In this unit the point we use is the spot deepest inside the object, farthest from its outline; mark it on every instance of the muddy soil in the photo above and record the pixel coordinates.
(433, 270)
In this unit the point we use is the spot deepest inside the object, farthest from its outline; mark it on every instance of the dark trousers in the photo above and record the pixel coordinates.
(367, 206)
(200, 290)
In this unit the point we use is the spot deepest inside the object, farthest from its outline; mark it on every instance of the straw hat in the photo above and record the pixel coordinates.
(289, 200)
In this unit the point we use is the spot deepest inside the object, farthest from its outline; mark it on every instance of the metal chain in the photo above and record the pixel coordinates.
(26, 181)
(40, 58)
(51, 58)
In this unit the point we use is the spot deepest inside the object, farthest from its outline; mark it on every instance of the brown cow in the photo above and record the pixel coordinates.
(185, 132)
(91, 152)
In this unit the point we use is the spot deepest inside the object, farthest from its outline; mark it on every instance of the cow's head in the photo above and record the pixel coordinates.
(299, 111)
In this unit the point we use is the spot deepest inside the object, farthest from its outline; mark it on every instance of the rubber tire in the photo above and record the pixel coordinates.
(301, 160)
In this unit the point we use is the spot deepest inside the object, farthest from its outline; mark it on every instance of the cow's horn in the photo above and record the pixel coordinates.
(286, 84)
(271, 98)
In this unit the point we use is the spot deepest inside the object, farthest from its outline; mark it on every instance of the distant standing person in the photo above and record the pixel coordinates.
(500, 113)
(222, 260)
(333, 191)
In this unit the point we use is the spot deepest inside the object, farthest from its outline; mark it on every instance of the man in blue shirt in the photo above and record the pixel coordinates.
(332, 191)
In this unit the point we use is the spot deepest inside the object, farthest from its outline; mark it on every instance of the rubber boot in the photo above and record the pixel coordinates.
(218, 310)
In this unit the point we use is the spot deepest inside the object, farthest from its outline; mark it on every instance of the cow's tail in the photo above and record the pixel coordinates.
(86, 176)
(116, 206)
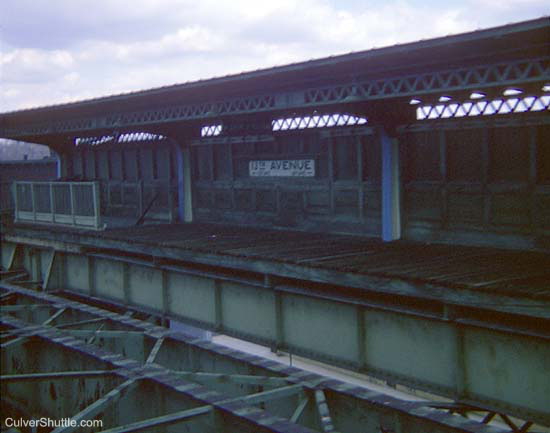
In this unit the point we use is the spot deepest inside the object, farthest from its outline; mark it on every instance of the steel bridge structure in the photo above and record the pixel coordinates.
(414, 249)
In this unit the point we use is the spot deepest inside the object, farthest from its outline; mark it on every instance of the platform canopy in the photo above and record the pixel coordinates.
(378, 84)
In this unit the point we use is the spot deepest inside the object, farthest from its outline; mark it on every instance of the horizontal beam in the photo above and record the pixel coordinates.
(54, 375)
(350, 405)
(355, 90)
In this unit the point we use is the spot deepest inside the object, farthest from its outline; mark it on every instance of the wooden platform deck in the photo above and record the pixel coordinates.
(524, 274)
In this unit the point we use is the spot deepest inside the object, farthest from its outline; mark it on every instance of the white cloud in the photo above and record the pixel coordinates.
(59, 50)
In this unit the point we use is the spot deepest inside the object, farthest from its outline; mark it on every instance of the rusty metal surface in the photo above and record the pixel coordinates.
(507, 272)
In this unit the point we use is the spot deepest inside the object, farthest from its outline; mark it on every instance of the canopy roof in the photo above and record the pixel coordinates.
(367, 82)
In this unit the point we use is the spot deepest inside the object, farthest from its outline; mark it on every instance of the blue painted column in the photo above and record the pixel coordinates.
(185, 213)
(391, 211)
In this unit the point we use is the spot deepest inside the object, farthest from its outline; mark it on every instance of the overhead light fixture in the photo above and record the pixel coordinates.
(512, 92)
(477, 95)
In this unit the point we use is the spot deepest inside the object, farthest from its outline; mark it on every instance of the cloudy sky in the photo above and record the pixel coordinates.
(54, 51)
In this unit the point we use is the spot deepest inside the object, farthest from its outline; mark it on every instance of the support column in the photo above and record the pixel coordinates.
(185, 210)
(391, 212)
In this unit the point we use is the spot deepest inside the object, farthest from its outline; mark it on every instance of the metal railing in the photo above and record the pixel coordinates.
(74, 204)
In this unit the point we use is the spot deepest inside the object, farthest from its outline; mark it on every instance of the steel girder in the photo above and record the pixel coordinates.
(86, 363)
(456, 355)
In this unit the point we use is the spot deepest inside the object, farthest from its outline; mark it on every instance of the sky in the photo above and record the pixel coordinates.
(56, 51)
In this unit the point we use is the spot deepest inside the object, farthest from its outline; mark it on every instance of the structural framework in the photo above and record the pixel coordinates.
(385, 211)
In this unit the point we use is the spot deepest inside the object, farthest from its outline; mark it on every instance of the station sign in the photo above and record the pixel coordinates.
(282, 168)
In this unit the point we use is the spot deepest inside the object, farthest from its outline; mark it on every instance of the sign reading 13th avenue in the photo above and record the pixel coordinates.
(282, 167)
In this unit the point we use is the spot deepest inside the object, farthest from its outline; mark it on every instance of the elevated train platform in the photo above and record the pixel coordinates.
(385, 212)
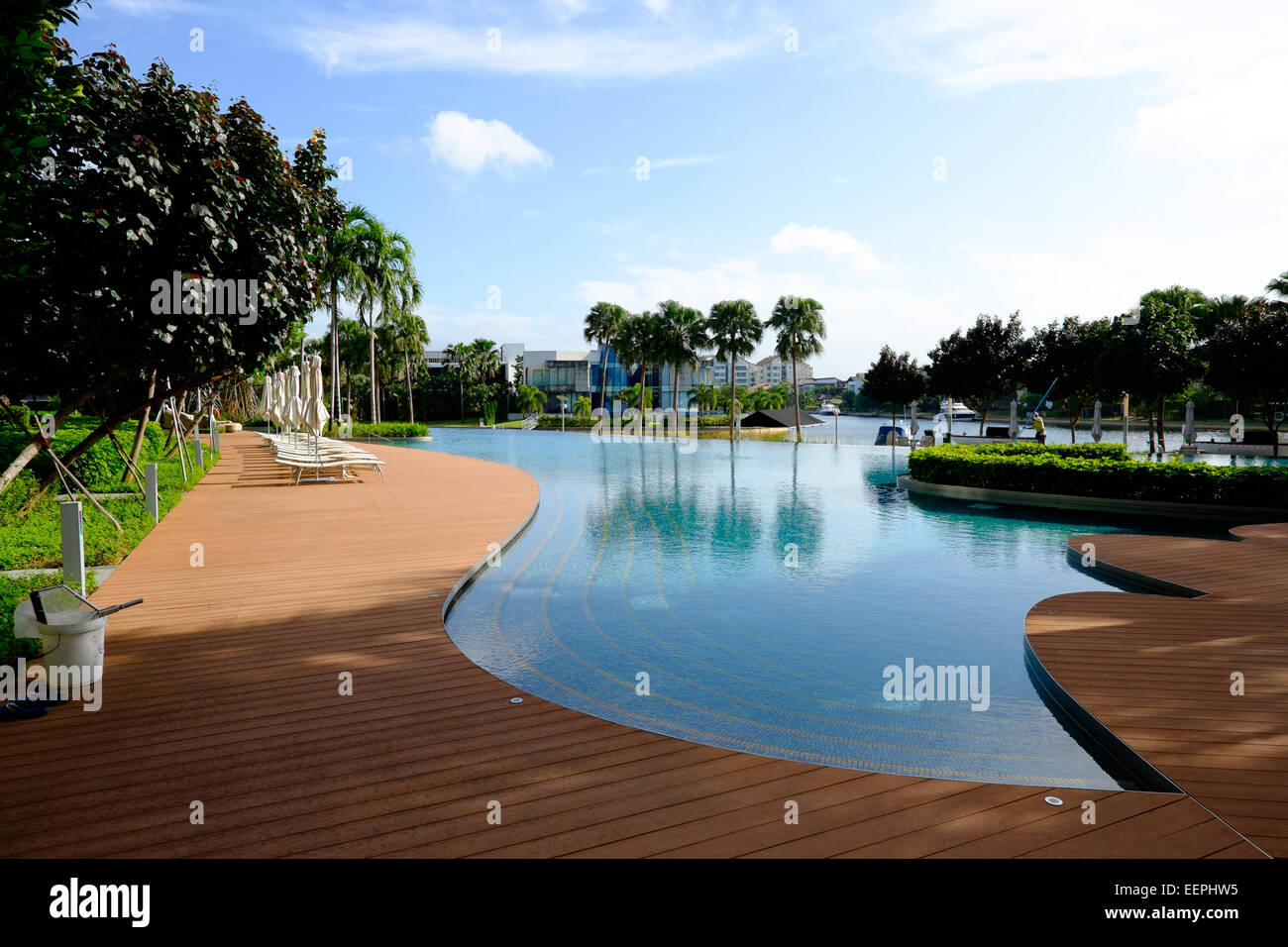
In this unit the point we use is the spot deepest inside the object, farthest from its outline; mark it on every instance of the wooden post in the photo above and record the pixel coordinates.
(73, 544)
(150, 491)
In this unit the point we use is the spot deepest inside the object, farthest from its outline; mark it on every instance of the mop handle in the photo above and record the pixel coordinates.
(114, 609)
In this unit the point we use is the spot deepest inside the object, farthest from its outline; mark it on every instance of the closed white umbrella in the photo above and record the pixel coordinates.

+ + + +

The line containing "the wooden post" marks the start; retype it and each line after it through the end of the records above, exactly.

# Answer
In this unit the point we use is the spot deepest inside the object, farthest from its outline; mark it on every instance of the wooden post in the photo above and record the pixel coordinates.
(73, 544)
(150, 491)
In this unit the point we use is the spot deepest inside the object, farthest from its outline; mark it on every instance of the mop handle in the photo above and record the pixel coordinates.
(114, 609)
In this unit the point we use is the spot deepest inside the object, farthest from its outline; mark it on every instance of the closed white umbrella in the photo above and record the pixel coordinates.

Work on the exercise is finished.